*所列材料:*
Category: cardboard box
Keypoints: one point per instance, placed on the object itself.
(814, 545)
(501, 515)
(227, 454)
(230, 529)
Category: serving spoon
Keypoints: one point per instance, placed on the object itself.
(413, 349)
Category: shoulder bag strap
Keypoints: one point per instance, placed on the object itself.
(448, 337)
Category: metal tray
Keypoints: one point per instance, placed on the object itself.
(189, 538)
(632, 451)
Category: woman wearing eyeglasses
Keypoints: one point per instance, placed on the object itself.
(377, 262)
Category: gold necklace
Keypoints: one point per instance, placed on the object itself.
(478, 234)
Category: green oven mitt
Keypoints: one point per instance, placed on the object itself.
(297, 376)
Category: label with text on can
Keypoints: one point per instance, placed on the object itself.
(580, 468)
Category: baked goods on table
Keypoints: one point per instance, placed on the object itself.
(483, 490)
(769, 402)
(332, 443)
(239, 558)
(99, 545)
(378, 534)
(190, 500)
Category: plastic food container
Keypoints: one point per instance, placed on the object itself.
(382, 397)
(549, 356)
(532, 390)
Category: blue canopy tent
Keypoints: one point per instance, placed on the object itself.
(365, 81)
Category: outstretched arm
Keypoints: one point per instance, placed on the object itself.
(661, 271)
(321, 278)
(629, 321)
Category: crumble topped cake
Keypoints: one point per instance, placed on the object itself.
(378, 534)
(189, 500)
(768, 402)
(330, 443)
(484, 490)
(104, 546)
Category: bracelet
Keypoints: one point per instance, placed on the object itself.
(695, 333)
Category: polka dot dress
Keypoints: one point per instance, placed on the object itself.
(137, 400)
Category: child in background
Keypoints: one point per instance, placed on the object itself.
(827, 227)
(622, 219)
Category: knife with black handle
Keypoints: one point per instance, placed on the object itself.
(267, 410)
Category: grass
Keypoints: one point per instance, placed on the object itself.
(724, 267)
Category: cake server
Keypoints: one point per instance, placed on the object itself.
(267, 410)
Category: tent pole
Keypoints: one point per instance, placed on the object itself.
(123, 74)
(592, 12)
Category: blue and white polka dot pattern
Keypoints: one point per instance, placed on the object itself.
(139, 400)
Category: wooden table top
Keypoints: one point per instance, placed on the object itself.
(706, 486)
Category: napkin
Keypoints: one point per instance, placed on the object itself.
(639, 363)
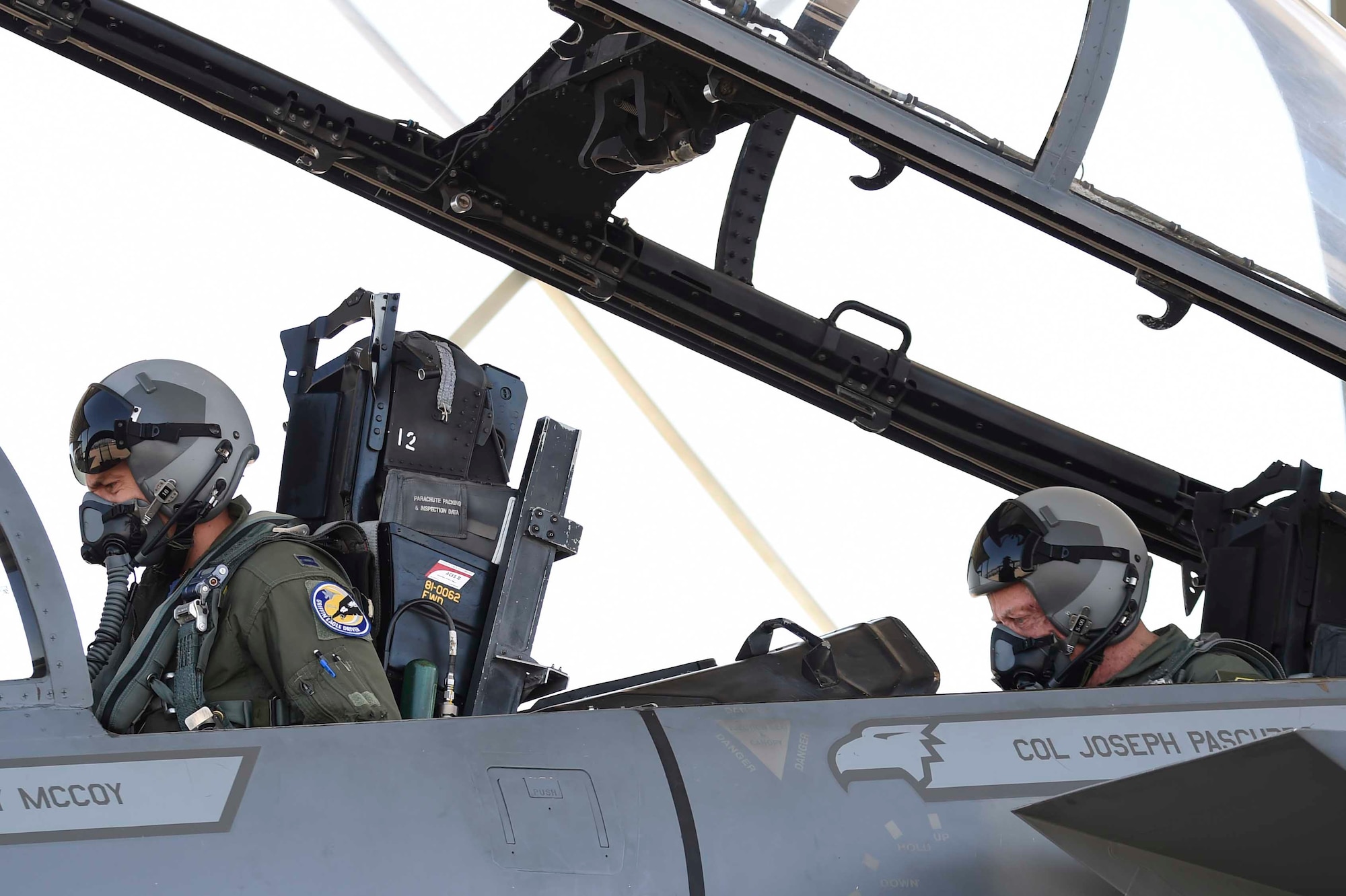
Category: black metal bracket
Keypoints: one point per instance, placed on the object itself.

--

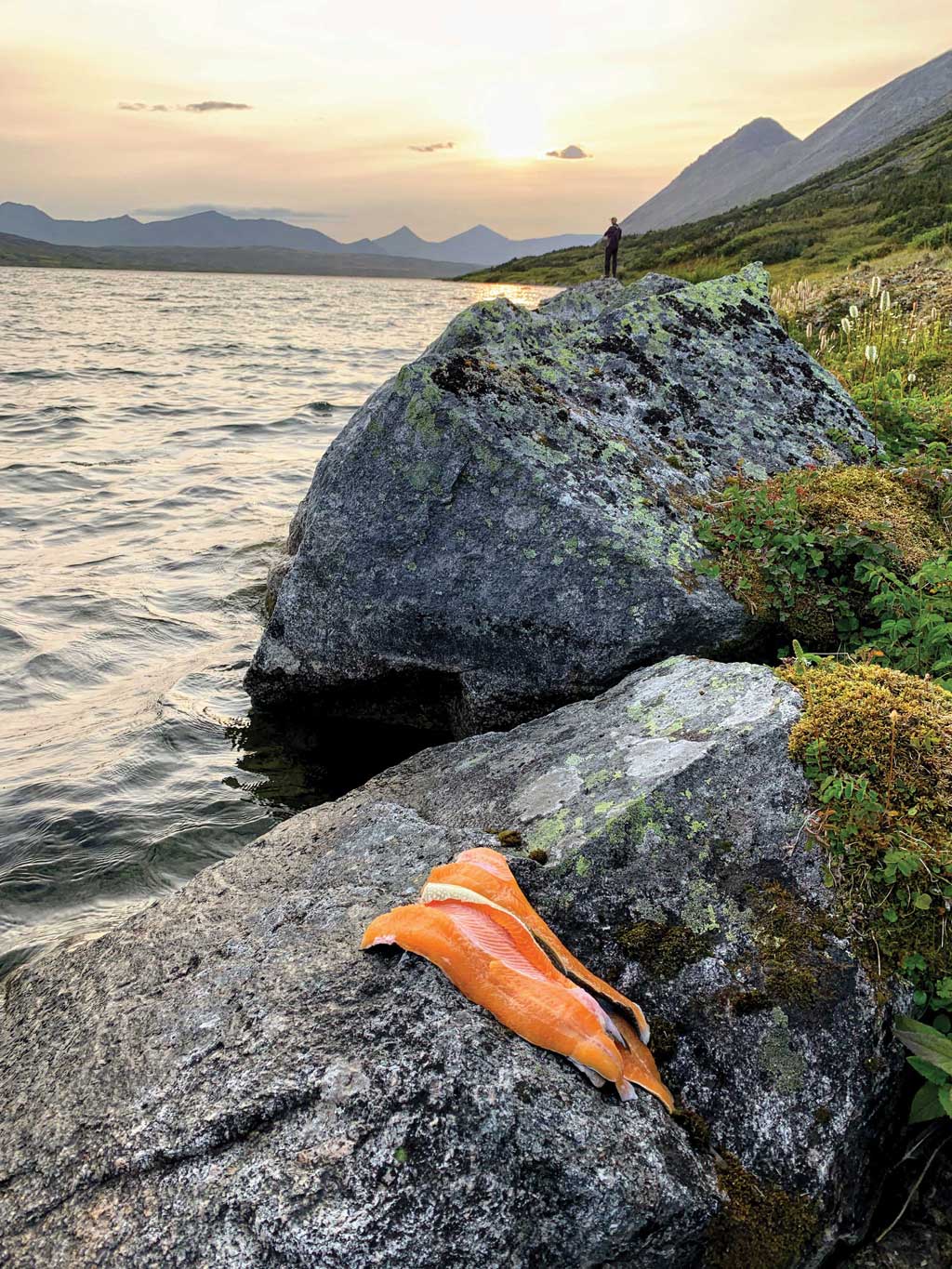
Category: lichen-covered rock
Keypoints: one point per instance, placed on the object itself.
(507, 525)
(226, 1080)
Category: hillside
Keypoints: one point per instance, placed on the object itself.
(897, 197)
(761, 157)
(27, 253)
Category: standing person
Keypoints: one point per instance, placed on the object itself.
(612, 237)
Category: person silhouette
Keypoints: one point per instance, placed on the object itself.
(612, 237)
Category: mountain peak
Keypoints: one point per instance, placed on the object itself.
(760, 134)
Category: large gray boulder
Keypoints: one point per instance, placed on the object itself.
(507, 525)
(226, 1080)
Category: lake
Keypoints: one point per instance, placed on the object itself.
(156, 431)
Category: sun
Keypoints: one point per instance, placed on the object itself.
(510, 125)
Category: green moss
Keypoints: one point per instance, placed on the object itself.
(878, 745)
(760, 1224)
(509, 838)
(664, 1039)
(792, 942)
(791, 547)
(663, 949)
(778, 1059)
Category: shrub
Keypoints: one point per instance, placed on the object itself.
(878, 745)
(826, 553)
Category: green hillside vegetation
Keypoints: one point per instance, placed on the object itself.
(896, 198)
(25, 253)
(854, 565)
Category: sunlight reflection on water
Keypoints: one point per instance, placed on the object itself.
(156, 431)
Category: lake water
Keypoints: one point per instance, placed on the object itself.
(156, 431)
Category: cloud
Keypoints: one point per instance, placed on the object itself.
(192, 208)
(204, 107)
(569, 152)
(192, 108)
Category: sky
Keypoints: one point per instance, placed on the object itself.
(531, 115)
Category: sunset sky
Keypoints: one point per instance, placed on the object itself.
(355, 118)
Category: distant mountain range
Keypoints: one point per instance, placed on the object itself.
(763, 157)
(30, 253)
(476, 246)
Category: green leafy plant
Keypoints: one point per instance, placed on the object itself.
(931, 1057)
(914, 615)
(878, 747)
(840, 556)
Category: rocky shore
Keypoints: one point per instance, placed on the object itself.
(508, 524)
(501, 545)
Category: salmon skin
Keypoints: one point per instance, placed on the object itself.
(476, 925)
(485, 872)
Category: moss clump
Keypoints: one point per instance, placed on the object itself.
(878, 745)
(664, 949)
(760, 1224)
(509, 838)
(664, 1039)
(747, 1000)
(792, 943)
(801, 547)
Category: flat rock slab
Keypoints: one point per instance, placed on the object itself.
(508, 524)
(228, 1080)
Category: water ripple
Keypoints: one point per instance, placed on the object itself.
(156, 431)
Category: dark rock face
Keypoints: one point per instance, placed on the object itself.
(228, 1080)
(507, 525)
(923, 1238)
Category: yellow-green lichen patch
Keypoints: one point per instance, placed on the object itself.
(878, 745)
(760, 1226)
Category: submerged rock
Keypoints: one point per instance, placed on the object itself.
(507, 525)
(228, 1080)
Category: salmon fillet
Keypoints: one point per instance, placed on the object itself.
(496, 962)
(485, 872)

---

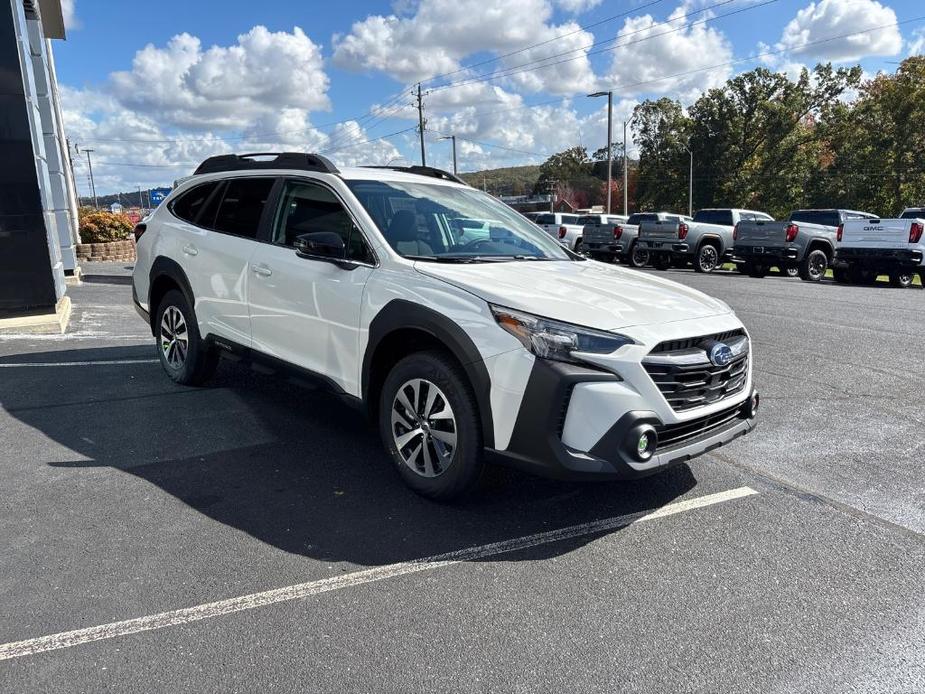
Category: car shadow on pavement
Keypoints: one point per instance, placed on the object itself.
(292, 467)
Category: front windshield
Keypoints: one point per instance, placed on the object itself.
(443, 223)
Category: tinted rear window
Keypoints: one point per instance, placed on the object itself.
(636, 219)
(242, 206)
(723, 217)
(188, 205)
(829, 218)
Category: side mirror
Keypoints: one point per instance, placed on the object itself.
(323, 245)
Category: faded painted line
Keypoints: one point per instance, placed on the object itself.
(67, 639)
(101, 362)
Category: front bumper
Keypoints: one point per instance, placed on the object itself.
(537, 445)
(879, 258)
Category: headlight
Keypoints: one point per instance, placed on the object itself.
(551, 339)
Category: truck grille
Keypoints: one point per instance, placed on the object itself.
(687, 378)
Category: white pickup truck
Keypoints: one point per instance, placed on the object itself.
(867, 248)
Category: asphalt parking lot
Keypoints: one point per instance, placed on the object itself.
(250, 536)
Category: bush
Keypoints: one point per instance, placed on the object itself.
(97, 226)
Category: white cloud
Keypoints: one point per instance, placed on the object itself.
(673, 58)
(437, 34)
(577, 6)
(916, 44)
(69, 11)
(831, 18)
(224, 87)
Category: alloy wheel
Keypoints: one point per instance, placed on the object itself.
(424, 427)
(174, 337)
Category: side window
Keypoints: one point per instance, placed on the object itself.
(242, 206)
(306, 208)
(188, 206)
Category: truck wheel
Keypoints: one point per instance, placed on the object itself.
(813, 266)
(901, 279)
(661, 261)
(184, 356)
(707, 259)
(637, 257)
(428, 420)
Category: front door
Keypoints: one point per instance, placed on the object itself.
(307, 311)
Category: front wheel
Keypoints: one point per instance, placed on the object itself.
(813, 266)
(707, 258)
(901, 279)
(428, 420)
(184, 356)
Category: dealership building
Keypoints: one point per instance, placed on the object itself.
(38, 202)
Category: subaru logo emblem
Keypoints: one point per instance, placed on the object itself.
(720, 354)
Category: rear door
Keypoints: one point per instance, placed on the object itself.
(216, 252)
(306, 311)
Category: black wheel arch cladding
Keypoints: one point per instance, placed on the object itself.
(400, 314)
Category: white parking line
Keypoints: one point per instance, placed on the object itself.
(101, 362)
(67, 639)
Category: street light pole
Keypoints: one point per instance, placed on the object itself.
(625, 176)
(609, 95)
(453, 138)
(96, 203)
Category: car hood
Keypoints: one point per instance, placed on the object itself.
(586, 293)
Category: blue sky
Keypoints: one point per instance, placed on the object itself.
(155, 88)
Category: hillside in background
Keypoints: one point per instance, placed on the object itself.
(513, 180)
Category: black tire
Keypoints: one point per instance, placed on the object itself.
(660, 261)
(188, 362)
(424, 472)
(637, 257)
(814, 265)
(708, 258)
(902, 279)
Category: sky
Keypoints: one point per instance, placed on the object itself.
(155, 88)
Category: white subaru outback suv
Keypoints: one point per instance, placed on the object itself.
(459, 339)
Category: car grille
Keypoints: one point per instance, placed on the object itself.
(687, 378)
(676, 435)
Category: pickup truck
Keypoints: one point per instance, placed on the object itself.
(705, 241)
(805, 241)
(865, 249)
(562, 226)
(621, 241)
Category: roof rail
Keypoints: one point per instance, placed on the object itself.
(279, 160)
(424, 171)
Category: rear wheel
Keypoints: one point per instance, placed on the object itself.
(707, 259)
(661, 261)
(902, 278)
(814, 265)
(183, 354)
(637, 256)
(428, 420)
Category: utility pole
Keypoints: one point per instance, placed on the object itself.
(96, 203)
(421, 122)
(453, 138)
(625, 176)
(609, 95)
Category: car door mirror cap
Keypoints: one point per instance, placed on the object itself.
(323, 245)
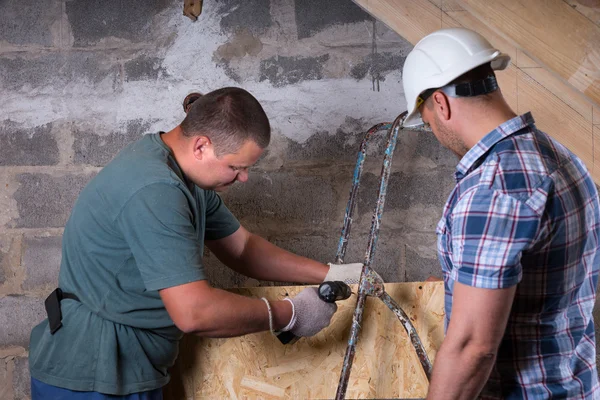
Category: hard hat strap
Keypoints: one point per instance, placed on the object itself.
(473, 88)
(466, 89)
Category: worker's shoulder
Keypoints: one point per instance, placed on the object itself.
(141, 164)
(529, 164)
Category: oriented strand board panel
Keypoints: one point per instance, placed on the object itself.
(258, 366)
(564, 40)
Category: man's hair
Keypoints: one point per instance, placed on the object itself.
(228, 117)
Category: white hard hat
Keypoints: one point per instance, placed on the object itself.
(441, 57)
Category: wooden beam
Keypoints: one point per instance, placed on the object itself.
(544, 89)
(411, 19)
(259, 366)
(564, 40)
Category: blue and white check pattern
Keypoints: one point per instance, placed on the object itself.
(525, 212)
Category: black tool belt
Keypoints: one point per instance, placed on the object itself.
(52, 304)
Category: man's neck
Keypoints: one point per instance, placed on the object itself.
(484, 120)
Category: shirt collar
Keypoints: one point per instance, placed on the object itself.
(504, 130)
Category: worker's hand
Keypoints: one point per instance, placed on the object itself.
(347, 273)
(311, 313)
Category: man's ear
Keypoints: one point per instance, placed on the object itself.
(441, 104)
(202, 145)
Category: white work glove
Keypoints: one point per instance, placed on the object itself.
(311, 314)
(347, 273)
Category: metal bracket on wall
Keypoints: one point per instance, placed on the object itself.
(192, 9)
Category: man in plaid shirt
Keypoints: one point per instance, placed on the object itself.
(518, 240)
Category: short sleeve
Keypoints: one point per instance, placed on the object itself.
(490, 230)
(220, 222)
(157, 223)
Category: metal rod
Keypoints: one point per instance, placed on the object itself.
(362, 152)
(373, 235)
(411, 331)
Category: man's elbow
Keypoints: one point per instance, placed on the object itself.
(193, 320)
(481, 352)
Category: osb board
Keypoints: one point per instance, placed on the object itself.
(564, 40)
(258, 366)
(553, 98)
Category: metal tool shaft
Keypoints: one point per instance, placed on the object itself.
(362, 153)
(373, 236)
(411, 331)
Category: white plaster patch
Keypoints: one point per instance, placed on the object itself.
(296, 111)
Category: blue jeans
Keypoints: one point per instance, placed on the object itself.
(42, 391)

*任务要求:*
请从上述材料中选出所有含有词语“rear”的行，并逐行照录。

*本题答案:*
Category: tinted rear window
Category: rear door
Category: rear wheel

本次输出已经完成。